* EXTRAIT CHOISI
┌──

Mais aujourd’hui, cette dynamique semble compromise à cause, non seulement, du défilé des ministres à l’éducation nationale, mais aussi, du manque de visibilité et de la non définition des priorités dans le pilotage de notre système éducatif ce qui empêchent in fine l’instauration d’un véritable dialogue social. En somme, tout se décide et se fait, le plus souvent, au gré des cahiers de revendications et des urgences de terrain.
Ainsi, depuis l’entame de cette année scolaire 2018-2019, les faits montrent que le Gouvernement, par ses pratiques et décisions, s’emploie malheureusement à réactiver les tensions, à en juger par l’intervention du Premier ministre, le 26 février 2019 devant les députés, lorsqu’il déclare vouloir mettre un terme au paiement des primes de vacation dans le secteur éducation.
Sur cet aspect précisément, le SENA estime que cette annonce du premier ministre ne peut trouver son appui, quand on sait que chaque agent de l’Etat est formé, justement, pour remplir une tâche bien précise dans des conditions particulières et dans un contexte bien déterminé. C’est le cas des personnels de l’éducation nationale, et vouloir les discriminer à travers une telle mesure serait une injustice intolérable.
Toutefois, si la mesure envisagée vise à assainir les finances publiques, parallélisme de forme oblige, celle-ci devrait s’étendre aux autres corps de l’administration qui bénéficient des mêmes avantages sinon plus.
Revenant sur les dernières mesures gouvernementales annoncées lors du conseil des ministres du vendredi 29 mars 2019 dernier, le SENA constate pour le déplorer que le Gouvernement fait dans l’entêtement en instituant à nouveau la même Contribution de Solidarité sur les Hauts Fonctionnaires (CSHR) au moyen d’une décote qui varie entre 5 et 15%, laquelle avait été annulée par décision de la Cour Constitutionnelle sur saisine de nos camarades de Dynamique Unitaire.
Nous demandons simplement son retrait, parce qu’elle viendra alourdir un peu plus l’assiette imposable déjà lourde avec : la Contribution Spéciale de solidarité (CSS), la TVA, la taxe audiovisuelle, la Contribution spéciale électricité, la contribution Spéciale eau, sans compter les effets dévastateurs de la vie Chère sur les ménages.

└──

(Enregistrements de données de pointage)

┌──

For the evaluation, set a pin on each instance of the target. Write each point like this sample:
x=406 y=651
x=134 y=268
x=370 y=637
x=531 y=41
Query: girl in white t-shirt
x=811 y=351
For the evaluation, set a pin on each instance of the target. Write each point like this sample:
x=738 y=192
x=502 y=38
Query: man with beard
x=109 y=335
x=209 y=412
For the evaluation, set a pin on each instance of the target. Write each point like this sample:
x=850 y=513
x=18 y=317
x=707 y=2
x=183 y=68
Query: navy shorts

└──

* TÂCHES À RÉALISER
1 - Dans le listing, de sa première ligne jusqu'à la ligne contenant « x=209 y=412 » comprise, remplacez « Query » par « Target » sans rien changer d'autre, puis redonnez ces lignes.
2 - Reprenez le texte sur les griefs du SENA envers le Gouvernement à partir de l'endroit où il s'interrompt.

* RÉPONSES PAR TÂCHE
1 -
For the evaluation, set a pin on each instance of the target. Write each point like this sample:
x=406 y=651
x=134 y=268
x=370 y=637
x=531 y=41
Target: girl in white t-shirt
x=811 y=351
For the evaluation, set a pin on each instance of the target. Write each point like this sample:
x=738 y=192
x=502 y=38
Target: man with beard
x=109 y=335
x=209 y=412

2 -
S’agissant de la mesure sur les nouvelles conditions d’attribution des bourses aux élèves, les SENA affirme que les raisons avancées à savoir les « conditions économiques actuelles » ne peuvent, elles seules, militer pour cette réforme sans s’attaquer à l’environnement d’étude des élèves et aux conditions de vie et de travail de leurs enseignants. A la lumière de ces deux indicateurs déterminants, on peut conclure aisément que c’est une fuite en avant puisque depuis de nombreuses années, on observe que les dépenses de l’Etat ne sont pas orientées prioritairement dans l’éducation. Au contraire, l’Etat encourage la privatisation du secteur et la commercialisation des services d’éducation, en favorisant la création incontrôlée des écoles privées à qui il accorde des aides et des appuis multiformes (affectation du personnel et des élèves, subventions).
Ainsi, les importantes sommes englouties dans les écoles privées auraient dû permettre la construction des structures d’accueil en quantité et en qualité et régler le phénomène des effectifs pléthoriques.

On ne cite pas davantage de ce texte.